[Start of Attachment]

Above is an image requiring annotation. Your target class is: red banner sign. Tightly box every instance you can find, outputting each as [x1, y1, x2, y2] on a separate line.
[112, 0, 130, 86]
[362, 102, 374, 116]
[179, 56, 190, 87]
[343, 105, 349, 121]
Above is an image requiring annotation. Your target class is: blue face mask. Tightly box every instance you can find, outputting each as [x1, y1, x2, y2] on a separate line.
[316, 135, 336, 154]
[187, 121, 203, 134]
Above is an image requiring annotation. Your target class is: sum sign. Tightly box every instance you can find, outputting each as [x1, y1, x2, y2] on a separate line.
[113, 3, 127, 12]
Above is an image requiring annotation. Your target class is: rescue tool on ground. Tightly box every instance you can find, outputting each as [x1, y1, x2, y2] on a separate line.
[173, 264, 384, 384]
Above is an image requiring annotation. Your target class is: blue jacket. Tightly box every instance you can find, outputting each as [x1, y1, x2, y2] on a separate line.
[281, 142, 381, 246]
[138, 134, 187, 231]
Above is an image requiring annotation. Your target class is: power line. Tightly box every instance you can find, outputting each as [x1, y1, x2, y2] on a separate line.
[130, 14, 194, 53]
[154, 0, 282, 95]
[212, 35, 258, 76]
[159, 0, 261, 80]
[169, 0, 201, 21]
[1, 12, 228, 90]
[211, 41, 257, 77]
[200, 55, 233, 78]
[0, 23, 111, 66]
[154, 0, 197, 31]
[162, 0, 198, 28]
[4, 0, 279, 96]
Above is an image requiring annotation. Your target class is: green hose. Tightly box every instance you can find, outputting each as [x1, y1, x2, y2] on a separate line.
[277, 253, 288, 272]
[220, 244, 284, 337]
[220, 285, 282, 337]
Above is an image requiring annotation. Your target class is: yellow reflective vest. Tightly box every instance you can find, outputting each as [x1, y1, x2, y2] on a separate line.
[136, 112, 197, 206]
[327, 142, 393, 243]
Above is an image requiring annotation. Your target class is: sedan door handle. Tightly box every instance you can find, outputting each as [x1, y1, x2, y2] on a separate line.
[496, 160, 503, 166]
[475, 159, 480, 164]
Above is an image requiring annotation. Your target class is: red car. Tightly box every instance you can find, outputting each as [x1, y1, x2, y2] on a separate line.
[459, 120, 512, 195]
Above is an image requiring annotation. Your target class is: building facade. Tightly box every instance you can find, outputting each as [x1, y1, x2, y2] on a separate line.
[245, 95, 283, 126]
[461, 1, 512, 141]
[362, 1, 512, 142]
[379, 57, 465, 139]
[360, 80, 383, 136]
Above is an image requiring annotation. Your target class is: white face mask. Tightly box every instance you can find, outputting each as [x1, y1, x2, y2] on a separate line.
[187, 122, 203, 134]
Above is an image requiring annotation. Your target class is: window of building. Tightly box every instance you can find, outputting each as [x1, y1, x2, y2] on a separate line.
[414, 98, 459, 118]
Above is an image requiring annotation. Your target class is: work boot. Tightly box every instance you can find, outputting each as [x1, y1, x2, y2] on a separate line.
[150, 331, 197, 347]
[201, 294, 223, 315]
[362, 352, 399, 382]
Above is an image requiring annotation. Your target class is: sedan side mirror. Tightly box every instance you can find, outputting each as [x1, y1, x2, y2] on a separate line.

[End of Attachment]
[Start of Attachment]

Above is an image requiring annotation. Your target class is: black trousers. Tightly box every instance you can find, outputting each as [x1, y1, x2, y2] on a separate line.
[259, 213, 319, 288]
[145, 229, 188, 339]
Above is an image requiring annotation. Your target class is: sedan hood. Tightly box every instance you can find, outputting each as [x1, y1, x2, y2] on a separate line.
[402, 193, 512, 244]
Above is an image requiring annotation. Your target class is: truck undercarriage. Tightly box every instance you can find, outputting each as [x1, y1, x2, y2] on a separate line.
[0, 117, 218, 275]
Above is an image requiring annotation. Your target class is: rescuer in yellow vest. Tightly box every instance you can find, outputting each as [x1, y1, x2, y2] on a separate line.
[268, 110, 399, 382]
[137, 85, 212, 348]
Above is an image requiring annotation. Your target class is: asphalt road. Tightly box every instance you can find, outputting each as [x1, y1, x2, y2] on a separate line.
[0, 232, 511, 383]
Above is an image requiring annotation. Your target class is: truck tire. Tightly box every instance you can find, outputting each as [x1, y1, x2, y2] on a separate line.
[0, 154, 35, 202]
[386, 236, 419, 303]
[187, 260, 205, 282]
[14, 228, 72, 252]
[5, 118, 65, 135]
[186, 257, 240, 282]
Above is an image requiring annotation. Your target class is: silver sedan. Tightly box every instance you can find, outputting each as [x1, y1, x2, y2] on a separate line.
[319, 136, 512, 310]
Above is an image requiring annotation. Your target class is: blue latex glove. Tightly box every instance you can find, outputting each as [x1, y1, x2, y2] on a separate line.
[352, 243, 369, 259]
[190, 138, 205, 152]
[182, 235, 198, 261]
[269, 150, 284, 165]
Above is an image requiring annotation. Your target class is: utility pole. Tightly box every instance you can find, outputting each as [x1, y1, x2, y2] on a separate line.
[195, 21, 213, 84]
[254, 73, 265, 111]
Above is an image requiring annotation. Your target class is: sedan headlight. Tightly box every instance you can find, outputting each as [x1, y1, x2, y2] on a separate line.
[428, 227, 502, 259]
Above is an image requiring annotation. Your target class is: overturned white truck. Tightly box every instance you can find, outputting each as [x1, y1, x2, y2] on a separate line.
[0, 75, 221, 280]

[End of Attachment]
[Start of Attachment]

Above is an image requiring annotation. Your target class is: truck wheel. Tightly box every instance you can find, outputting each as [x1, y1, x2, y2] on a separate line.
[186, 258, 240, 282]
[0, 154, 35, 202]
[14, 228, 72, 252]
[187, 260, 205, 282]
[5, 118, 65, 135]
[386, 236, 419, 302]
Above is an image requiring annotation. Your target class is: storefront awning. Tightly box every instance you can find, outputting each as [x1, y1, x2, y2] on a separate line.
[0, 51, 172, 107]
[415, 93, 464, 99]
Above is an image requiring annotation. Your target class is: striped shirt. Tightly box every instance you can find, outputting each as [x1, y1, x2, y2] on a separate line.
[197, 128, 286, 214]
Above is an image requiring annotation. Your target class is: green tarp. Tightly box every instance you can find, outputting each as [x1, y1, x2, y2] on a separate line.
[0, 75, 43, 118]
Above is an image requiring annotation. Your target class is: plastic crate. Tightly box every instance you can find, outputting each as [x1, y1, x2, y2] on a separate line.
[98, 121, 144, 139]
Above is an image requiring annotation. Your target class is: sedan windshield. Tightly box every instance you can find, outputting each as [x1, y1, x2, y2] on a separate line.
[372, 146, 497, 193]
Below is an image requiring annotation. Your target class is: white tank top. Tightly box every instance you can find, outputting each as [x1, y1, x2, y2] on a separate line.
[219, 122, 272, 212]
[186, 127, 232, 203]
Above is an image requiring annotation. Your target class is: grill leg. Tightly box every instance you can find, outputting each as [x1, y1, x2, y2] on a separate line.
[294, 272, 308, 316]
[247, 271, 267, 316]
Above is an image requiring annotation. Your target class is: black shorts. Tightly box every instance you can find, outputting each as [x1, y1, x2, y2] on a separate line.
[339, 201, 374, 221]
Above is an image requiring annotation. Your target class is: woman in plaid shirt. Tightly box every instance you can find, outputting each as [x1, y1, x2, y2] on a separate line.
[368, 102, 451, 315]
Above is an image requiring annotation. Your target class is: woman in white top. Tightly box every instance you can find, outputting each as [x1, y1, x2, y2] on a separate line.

[End of Attachment]

Work request:
For this exercise, repeat exactly the lines of the data above from the one with "is: black shorts." down to the one with "woman in white", both end lines included.

Response for this exercise:
Above is an image requiring annotation. Your target class is: black shorts. Tightly box every instance you can find, outputting each as [x1, y1, x2, y2] on a separate line.
[339, 201, 374, 221]
Above is an image requiring annotation. Your target class is: woman in plaid shirt. Tightly box every instance you can find, outputting each as [x1, y1, x2, y2] on a separate line.
[368, 102, 451, 315]
Above is an image requiring annotation. Your target class is: woman in white top. Tightly box every instance you can find, outputting each as [x1, y1, x2, y2] on a separate line.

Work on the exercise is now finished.